Pick up the passage below that spotlights the ATF and continue it from the point where it stops.

SELECTED PASSAGE:
>>>>>

This month we will be spotlighting the Bureau of Alcohol, Tobacco, Firearms, and Explosives (ATF).

Mission

Their mission is to protect the public from crimes involving firearms, explosives, arson, and the diversion of alcohol and tobacco products. They do this by regulating lawful commerce in firearms and explosives and provide worldwide support to law enforcement, public safety, and industry partners.

They strive to protect communities from violent criminals, criminal organizations, illegal use and trafficking of firearms, illegal use and storage of explosives, acts of arson and bombings, acts of terrorism, and illegal diversion of alcohol and tobacco products.

The major functions of ATF are to reduce the risk to public safety caused by:

  • Illegal firearms trafficking
  • Criminal possession and use of firearms
  • Criminal organizations and gangs
  • Bombs and explosives
  • Criminal use of fire
  • Reducing the loss of tax revenues caused by contraband alcohol and tobacco trafficking

They also want to improve public safety by increasing compliance with Federal laws and regulations by firearms industry members and explosives industry members.

Vision

They strive to be a world class law enforcement organization committed to safeguarding lives by protecting the public from violent crime.

<<<<<

DATA SECTION:
>>>>>

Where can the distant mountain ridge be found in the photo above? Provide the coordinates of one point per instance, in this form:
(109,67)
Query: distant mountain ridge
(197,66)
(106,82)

<<<<<

TASK ANSWER:
Values

ATF pledges an unwavering personal and organizational commitment to:

  • Preserving and protecting human life and public safety
  • Fairness and respect for the worth, dignity, and diversity of all people
  • Supporting the well-being of all members of the ATF family
  • Professionalism, honesty, integrity, accountability, ethical behavior, and excellence
  • Innovation, critical thinking, continuous learning, and development
  • Uphold the Constitution and laws of the U.S. in the pursuit of justice

Responsibilities

Their responsibilities include investigation and prevention of federal offenses involving the unlawful use, manufacture, and possession of firearms and explosives; acts of arsons and bombings; and illegal trafficking of alcohol and tobacco products. They also regulate licensing the sale, possession, and transportation of firearms, ammunition, and explosives in interstate commerce. Many of these activities are carried out in partnership with task forces made up of state and local law enforcement officers.

Divisions

Alcohol and Tobacco

The goal of ATF’s Alcohol and Tobacco Enforcement programs are the following:

  • Target, identify and dismantle criminal enterprises with ties to violent crime that traffic illicit liquor or contraband tobacco in interstate commerce.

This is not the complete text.